Given records:
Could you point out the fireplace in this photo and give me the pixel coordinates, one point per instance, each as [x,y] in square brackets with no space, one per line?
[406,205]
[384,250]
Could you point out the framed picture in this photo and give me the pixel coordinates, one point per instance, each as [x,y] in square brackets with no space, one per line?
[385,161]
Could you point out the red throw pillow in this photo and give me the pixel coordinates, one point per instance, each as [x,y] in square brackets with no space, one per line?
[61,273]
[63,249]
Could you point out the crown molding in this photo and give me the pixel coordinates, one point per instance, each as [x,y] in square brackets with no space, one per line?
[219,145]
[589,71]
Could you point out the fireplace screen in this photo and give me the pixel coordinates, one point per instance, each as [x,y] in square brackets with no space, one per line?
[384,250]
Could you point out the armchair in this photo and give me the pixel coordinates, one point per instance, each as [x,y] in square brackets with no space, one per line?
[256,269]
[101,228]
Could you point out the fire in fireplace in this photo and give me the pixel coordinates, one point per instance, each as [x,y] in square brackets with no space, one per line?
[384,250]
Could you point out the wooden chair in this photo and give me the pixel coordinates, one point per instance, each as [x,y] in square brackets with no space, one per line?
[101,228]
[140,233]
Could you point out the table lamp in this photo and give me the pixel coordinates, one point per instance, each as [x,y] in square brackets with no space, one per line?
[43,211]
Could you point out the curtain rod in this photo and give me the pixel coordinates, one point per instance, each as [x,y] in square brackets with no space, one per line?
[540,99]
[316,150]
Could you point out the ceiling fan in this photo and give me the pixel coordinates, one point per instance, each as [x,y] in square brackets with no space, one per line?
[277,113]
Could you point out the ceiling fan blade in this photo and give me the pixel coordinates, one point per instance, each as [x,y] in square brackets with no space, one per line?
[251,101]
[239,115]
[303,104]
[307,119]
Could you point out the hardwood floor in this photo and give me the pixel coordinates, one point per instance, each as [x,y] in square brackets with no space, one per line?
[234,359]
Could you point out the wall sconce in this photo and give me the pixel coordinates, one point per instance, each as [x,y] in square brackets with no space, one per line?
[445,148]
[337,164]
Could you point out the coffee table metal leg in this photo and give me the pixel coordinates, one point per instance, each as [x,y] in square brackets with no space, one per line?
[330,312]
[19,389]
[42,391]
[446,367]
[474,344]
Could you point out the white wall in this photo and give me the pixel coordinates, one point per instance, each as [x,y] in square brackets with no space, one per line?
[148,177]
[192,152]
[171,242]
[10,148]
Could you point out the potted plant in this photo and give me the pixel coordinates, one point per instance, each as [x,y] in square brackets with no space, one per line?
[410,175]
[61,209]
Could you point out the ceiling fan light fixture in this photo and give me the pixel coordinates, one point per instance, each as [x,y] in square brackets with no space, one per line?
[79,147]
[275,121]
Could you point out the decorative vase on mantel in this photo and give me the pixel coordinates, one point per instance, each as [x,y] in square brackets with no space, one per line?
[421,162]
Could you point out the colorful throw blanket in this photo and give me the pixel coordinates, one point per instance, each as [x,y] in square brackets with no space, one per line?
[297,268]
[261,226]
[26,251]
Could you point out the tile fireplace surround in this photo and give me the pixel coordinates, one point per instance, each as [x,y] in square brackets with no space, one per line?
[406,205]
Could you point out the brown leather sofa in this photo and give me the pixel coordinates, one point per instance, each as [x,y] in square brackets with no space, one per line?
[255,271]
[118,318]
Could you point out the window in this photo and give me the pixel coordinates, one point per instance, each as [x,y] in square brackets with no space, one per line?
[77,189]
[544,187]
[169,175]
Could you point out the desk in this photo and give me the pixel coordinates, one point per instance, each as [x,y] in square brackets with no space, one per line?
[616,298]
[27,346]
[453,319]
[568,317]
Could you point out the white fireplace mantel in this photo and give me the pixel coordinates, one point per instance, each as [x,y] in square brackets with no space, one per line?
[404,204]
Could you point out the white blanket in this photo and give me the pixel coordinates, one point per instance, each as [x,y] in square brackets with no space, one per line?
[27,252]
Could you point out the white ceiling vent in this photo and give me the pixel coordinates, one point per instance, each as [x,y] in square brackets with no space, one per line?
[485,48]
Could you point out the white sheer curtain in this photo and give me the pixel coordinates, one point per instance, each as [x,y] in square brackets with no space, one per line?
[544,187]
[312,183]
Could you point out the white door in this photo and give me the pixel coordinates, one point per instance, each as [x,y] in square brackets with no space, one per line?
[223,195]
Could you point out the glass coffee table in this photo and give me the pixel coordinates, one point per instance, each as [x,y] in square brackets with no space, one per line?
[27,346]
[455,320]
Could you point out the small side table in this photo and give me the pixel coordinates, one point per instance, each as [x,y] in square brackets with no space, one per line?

Exercise brief:
The answer must restate each entry word for word.

Answer to this exercise:
Could you point out the fireplace in this photo and give me the pixel coordinates, one point per instance, each as [x,y] in square brackets with no space, one per line?
[406,205]
[384,250]
Could you point out the framed picture in this photo and give me the pixel coordinates, one point per instance, each as [x,y] in square brackets with no space, one per line?
[385,161]
Could you point out the red throw pillow in this photo and give me the pixel coordinates, one point per instance, each as [x,y] in square brackets with no space, one per line?
[61,273]
[63,249]
Could you point out the crown molding in this photo and give me the pixel coordinates, one point per instance, each as [x,y] in square brackets with no space, one per line?
[219,145]
[589,71]
Could you point out the fireplace screen in this photo and give me the pixel coordinates, one point per instance, each as [x,y] in square brackets with no space, one per line?
[384,250]
Could you point out the armchair in this photo and give me the pixel coordinates, one point per instance, each as [x,y] in square brackets with no space, one per line?
[256,269]
[101,228]
Could you point out the fire in fireplace in this photo and give me the pixel coordinates, one point per instance, each as [x,y] in square brackets with no space, one per line?
[384,250]
Could you point out the wooden chair in this photo and give me the pixel coordinates, one point per instance, each as [x,y] in square brackets with no space, one per line?
[101,228]
[140,233]
Could you point out the table lamp in this photo and give me the pixel coordinates, one point per instance, each as [x,y] in square brackets with no space, one per line?
[43,211]
Could you point out the curtain rod in this photo and give me the pixel coordinates, one point per instance, each as [x,y] in square brackets with no space, one per line?
[540,99]
[316,150]
Could you point out the ceiling fan in this photo and give me the pixel coordinates, one point per instance, each as [x,y] in square brackets with no space, one per line?
[277,113]
Could you point out the ceiling fan blade in this photo and give me the pixel coordinates, one point per instance, each as [x,y] in square brackets with no space, one per line?
[251,101]
[239,115]
[303,104]
[307,119]
Could you point out the hardwood floor in this photo and give me the pixel coordinates, one point per instance, each as [x,y] in square brackets with no space, one per line?
[234,359]
Could you point out the wall sconce in this photo and give me the pixel coordinates, one point per instance, each as [x,y] in square brackets with no space, one per line?
[445,148]
[337,164]
Could you point out the coffee table metal leg in this photo and give me the pixel coordinates, one point per instance, each as [x,y] in square brackets with no space, one per line?
[330,312]
[19,389]
[42,391]
[446,367]
[474,344]
Could you point out the white wall in this photo and give me the pixel coordinates, one point per instance, each as [x,y] in square brackets with no space, one per line?
[148,177]
[192,152]
[171,242]
[10,148]
Could you point out the potted plant in this photo and give me the pixel coordinates, one point per instance, each as [x,y] in square brackets with no space, one per line?
[410,175]
[61,209]
Could you point out the ceiling fan light fixture in this photo and give me the pixel coordinates, one point per instance, each as [x,y] in square brackets with no space, one per line?
[79,147]
[275,121]
Could you point out the decorative vase on mantel in this photo and give me the pixel coordinates, one point per instance, each as [x,y] in square brackets with no space, one per line?
[421,162]
Could you point out the colorful throw blanket in this photo and give me the pixel coordinates, one point per instance, each as [x,y] in square brackets with no space, one per line?
[297,268]
[261,226]
[26,251]
Could you point out the tile fireplace surround in this photo and give me the pixel coordinates, one point per instance, each as [x,y] in square brackets with no space, one per line?
[406,205]
Could you point out the brown leather sofa in this photo and give me the pixel coordinates, one point per instance, each as [x,y] in square brackets with no space, one per line?
[255,271]
[118,318]
Could you point out the window in this photo and give me the pixel coordinates, one point per instance, each as [x,y] in square brackets with no space, one per line?
[77,189]
[544,187]
[169,175]
Could you point out the desk in this photo and give me the pixel coordinates, one point per instance, each as [x,y] in square brackets with no space, one per line?
[616,298]
[27,346]
[453,319]
[568,317]
Could you point out the white fireplace mantel in this photo and give me the pixel coordinates, one point per instance, each as [x,y] in square brackets with no space, one per line?
[404,204]
Could you point out the white blanket in this photo and give me the pixel coordinates, one point per instance, each as [x,y] in square brackets with no space, one per line?
[27,252]
Could you point out the white ceiling vent in this photo and give me the pixel coordinates, one point per instance, each as [x,y] in square brackets with no space, one per line?
[485,48]
Could you point out the white sheer curtain in this photo and give me the pixel coordinates, one point per instance, each as [x,y] in square brackets with no space, one per line?
[544,187]
[312,183]
Could you point out the white door in this photo and give me the pixel coordinates, one point per instance, each as [x,y] in square brackets with no space, one per line?
[223,195]
Could you point out the glass coffee table in this photo and give me the pixel coordinates, one point per instance, each as [x,y] in square brackets with no space, one per line?
[27,346]
[455,320]
Could you point out the small side table in this photo and give me the pixel coordinates, one point per instance, each as [x,y] in square brackets with no space, one per line?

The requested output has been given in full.